**Material for the task**
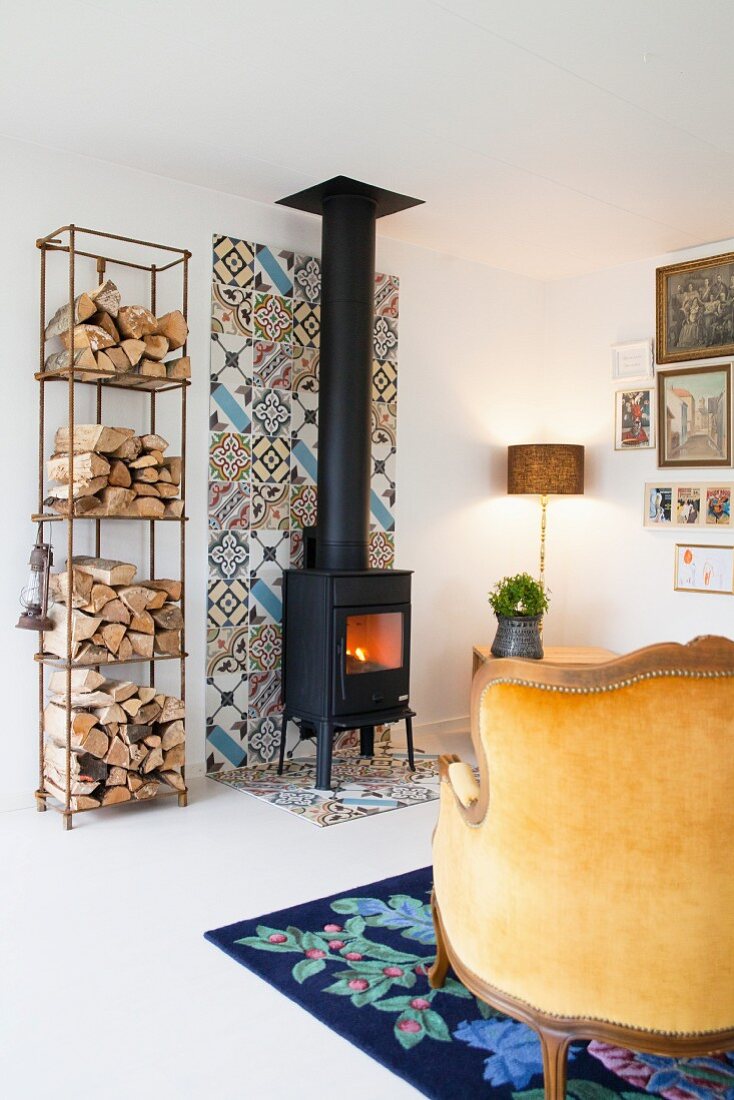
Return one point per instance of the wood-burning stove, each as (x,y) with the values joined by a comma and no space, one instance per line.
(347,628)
--
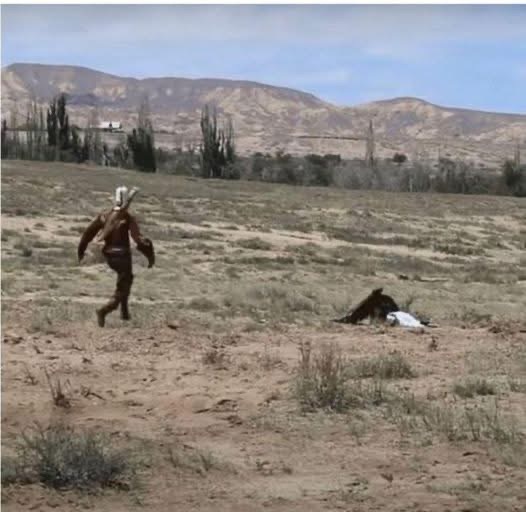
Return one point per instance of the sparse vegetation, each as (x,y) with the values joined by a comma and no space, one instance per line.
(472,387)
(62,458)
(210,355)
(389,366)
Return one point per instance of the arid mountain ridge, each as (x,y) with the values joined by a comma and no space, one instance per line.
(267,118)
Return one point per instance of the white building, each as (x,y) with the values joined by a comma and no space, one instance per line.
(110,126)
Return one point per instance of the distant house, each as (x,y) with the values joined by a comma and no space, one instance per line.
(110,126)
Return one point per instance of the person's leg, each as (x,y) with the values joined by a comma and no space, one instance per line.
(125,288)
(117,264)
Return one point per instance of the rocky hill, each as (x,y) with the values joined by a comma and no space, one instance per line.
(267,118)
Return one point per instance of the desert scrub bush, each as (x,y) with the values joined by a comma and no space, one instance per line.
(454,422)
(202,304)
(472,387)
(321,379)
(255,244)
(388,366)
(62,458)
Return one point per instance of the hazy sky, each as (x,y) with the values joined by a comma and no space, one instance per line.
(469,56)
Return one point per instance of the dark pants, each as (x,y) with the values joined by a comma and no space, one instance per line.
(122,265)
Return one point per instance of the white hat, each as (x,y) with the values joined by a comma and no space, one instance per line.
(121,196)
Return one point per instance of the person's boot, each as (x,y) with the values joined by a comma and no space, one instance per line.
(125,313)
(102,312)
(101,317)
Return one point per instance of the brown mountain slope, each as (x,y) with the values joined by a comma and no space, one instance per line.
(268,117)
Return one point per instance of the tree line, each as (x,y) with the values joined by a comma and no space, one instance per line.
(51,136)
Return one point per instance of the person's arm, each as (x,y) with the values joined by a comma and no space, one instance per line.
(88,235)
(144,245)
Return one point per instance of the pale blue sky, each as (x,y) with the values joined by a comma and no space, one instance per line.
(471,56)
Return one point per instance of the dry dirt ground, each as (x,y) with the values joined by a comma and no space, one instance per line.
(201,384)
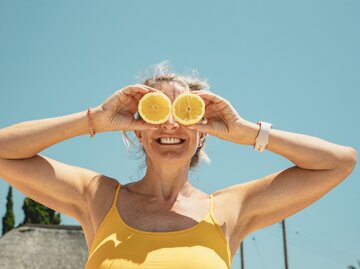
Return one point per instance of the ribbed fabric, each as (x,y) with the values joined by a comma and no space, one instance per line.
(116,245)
...
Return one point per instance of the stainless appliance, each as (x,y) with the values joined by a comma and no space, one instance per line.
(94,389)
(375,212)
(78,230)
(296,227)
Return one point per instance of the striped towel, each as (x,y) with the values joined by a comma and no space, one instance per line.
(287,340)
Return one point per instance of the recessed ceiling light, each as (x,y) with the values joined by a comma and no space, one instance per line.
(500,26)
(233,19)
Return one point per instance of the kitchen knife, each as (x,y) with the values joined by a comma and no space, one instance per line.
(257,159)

**Direction**
Locate every line in the rows above that contains the word "mountain", and copy each of those lines.

**Full answer**
Return one point per instance of the arid mountain ridge, each as (x,y) with the values joined by a comma and no space, one instance per line.
Return one point per instance of the brown mountain slope, each as (x,y) with the values joined by a comma and no space, one instance per line.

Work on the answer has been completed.